WHAT IS ASKED ->
**A)** According to the article on the lateral raise lying, how many lifts are listed in the Rule Book of the British Amateur Weightlifters Association?
**B)** Pick up the article on the lateral raise lying after its final sentence and carry it forward.

EXTRACTED TEXT ->
## begin

Thursday, January 9, 2014

The Lateral Raise Lying - Charles A. Smith


This month I am going to tell you about a lift that although widely used is little known. Now, that might seem a contradiction to a lot of you, yet it is so. The 'lateral raise lying' is used in some form or the other by every bodybuilder on earth, and it is never connected with record breaking or competition. It isn't recognized as a basis for establishing record lifts, or for contests in this country, although it is on of the 44 lifts in the Rule Book of the British Amateur Weightlifters Association. The movement is almost solely confined to the pectoral muscles as a 'leverage' movement and is an extremely valuable exercise when it comes to effecting increases in chest size and musculature.

It is impossible to find a single weight trainer who doesn't make use of the 'flying exercise' for the pectorals or else to enlarge the rib box . . . a glance at any  prominent model or bodybuilder will suffice to show that he devotes a considerable portion of his training time to exercises that give the upper chest muscles lots of work. And not only as a builder of bulk does the exercise shine. It is also used between sets of squats to induce a larger lung capacity and increase the 'stretch' of the ribs.

Now I am fully aware of the present craze for 'big pecs', as some members of the bodybuilding world refer to them, and I do not hesitate to condemn this attitude. To me there is nothing more revolting than to see a bodybuilder with such disproportionate pectoral development that he looks like a candidate for a brassiere advertisement. This is all wrong. It's weight training gone haywire. Always should your trend be towards a BALANCED development with every muscular section terrific when viewed individually yet blending harmoniously with every other body section so that, as a whole, nothing is outstanding except the ENTIRE physique. To you young bodybuilders intent on working only on pectoral exercises I say this . . . "It isn't now, while you are young, that you have to worry. It's when you approach your late thirties and early forties and your enthusiasm and energy lessons. The pectoral muscles will lose their tone, will sag and look ugly and unsightly." You don't want that, I'm sure. Your aim is to retain a certain measure of development and good appearance. The more immoderately you exercise, over-concentrate on any particular muscle group, the more work that group will need once you start to neglect it. Specialization, I repeat, should only be used to bring sub-normal sections of the physique up to parity with the rest.

## end

AVAILABLE DATA ->
## begin

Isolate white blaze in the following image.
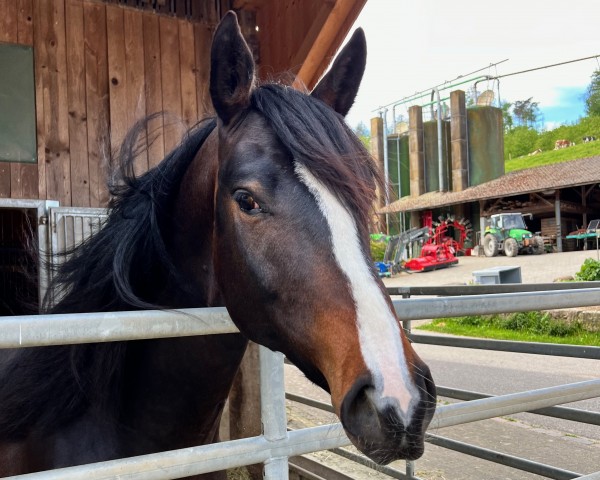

## end

ANSWER LIST ->
**A)** 44 lifts.

**B)**
The present tendency toward pectoral exercise is the direct outcome of the movements made possible by the use of the various forms of the exercise bench. Hundreds of bodybuilders use bench presses with barbells or dumbbells and just as many make use of the various incline bench pressing exercises. The last two years have seen a greater use of parallel bar dip and floor dips to triceps and pectoral building, as assistance movements to improve the bench press poundage, and it is small wonder that weight trainers, seeing the tremendous improvements in chest size gained as the result of using these particular pieces of apparatus, have reasoned that a more direct approach would produce even faster and bigger gains. Hence the widespread use of direct pectoral exercises, such as the bent arm lateral, or as it is called, the "flying exercise," and the actual lift itself, the Lateral Raise Lying.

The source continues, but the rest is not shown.